--- START DATA FOR THIS TASK ---

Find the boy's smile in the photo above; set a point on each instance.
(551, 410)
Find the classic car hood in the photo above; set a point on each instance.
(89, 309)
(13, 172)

--- END DATA FOR THIS TASK ---

• EXERCISE DESCRIPTION:
Copy each of the records above word for word, keeping every line as it appears.

• RESPONSE TO THE EXERCISE:
Find the boy's smile in the photo above; set a point on each instance.
(551, 410)
Find the classic car hood in the photo above; set a point on each instance.
(89, 309)
(13, 172)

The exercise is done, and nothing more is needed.